# Source document

Segment Open

One of the sad byproducts of the media conspiracy to ignore this week's pro-life conference in Washington was that we almost missed this new iPhone app for baby-savin'. If only we'd seen it on Wednesday, we could've told you how much it sucked sooner:
Anti-abortion activists gathered at the Family Research Council's headquarters in DC Wednesday for a tech-focused gathering called, unfortunately and un-ironically, "Pro Life Con." The rockstar wasn't FRC president Tony Perkins or Republican National Committee chairman Reince Priebus, who both spoke to the gaggle; it was Brian Fisher, creator of the Online for Life phone app.
I'll admit, the peer pressure was killing me. What does it do, you ask? What doesn't it do!:
Download the Online for Life App to receive real-time alerts on women seeking abortions in your area. Invite your friends to join you in prayer and share the good news when a woman chooses life.
Sounds Big Brother creepy, no? Actually, as my wife and I learned, it doesn't do a lot. First, you have to log in:
Apologies to anyone who actually uses that email.
So what happens next? You pray. And... yeah, that's pretty much about it.
You get a screen (shown below and in the top photo at the left) that piles up messages telling you how an anonymous woman "considering an abortion" just got in touch with a "PRC"—a pregnancy resource center, one of the faux-clinics run by Online for Life's partners, where they distribute misinformation to pregnant women in order to convince them not to terminate their pregnancies.
That app doesn't tell you whether the women who are "considering abortion" think they're contacting a health clinic that performs abortions. It doesn't tell you if the women know they're calling an anti-abortion counseling center. It doesn't tell you much, really, and it's not clear if anything it tells you is true. What's it to you?

Segment Closed

# Task 1
Answer these from the post about the Online for Life app, one short line each:
(a) Where did the activists gather on Wednesday?
(b) Who created the Online for Life phone app?
(c) What does "PRC" stand for in the post?
# Task 2
Translate this sentence from the post about the Online for Life app into Spanish: "It doesn't tell you if the women know they're calling an anti-abortion counseling center."
# Task 3
Continue the post about the Online for Life app with a few more sentences after its final line, in the same voice.

# Source information
Segment Open

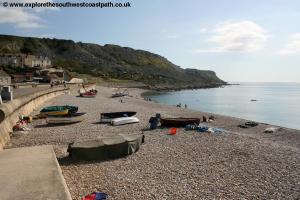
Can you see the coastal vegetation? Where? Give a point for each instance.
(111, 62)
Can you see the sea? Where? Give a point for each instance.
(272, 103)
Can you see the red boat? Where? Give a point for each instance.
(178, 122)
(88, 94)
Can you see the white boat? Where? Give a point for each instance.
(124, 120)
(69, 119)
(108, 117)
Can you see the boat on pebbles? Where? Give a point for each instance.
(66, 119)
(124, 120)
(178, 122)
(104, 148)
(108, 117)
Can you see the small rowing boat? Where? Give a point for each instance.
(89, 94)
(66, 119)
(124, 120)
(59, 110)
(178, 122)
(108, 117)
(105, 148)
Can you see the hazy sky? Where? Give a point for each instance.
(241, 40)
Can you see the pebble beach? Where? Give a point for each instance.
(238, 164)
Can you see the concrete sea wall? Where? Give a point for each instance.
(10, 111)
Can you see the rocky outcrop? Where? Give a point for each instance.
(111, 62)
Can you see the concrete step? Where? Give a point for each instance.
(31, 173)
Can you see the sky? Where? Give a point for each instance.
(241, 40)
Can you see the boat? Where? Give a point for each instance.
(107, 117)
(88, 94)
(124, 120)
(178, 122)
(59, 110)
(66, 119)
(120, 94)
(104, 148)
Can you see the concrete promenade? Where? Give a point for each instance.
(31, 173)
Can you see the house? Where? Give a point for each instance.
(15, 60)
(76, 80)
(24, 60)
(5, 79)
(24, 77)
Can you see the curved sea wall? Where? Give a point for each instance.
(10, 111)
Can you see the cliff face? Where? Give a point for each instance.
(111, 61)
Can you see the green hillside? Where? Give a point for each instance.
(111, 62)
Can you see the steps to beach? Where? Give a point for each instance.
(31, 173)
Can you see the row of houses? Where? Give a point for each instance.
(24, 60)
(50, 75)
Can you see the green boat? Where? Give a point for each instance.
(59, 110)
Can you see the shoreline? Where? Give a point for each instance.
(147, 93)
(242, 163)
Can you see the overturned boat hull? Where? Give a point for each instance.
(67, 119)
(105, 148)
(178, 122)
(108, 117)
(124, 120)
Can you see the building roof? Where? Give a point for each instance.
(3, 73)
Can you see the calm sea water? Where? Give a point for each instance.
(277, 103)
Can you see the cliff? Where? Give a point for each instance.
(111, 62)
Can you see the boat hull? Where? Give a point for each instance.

Segment Closed
Segment Open

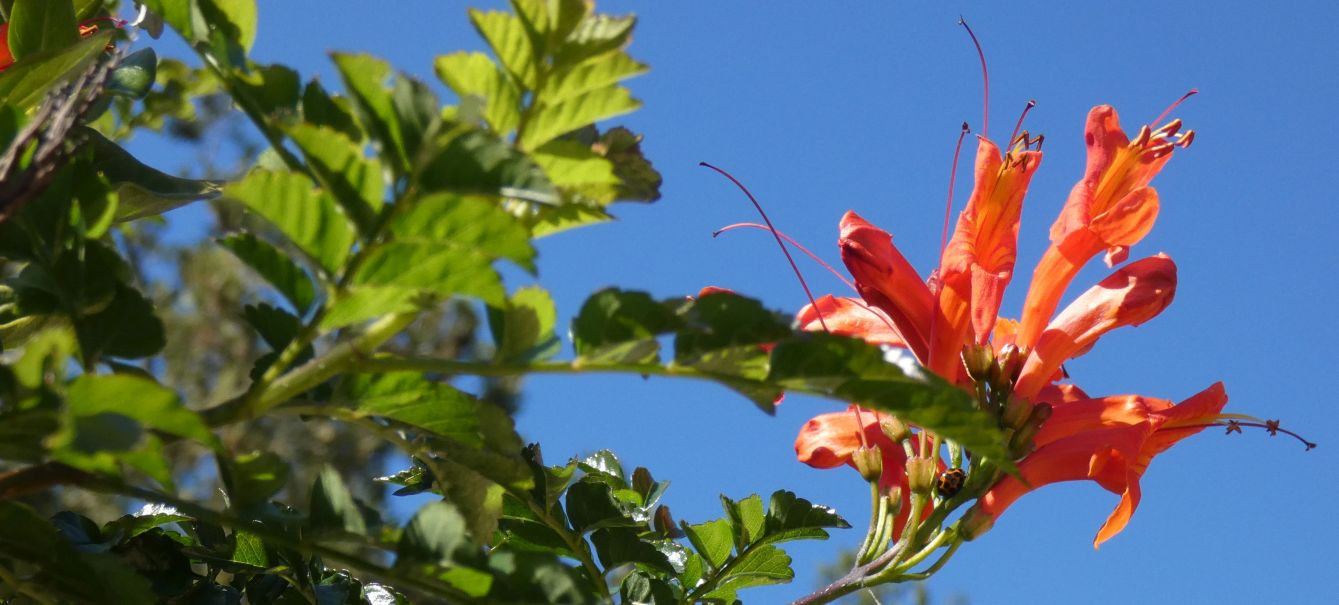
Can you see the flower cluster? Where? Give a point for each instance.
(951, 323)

Segment Closed

# Expected output 1
(a) At the Family Research Council's headquarters in DC.
(b) Brian Fisher.
(c) Pregnancy resource center.

# Expected output 2
No te dice si las mujeres saben que están llamando a un centro de asesoramiento antiaborto.

# Expected output 3
Your job here—and it feels more like a job than a game, which is death for a phone app—is to pray for these folks. You do that by swiping across a pregnant woman's message, leaving an awesome red-baby message in its wake:
It feels bizarrely like deleting an email... or terminating something. Not sure that's what they were going for there.
So far, so boring. But wait! There's not much more. Only a screen where you, the pilgrim, can gauge your progress:
This screen purports to tell you how many prayers you logged; how many of the people you prayed for made an appointment to visit a PRC; how many actually showed up; and how many decided, Madonna-style, that they're keepin' their babies. Is it for real? Who knows. Now, shut up and do some more prayer-swipin'!
Fisher, the brains behind the app and the organization that created it, is a fairly opaque "author, speaker, and business leader" who also self-published a book called "ABORTION: THE ULTIMATE EXPLOITATION OF WOMEN," a denim-covered copy of which can be yours for $25. I'm getting my copy now; based on the ponderous prose of the introduction, reading the book is bound to give me a greater sense of accomplishment than playing with this phone app.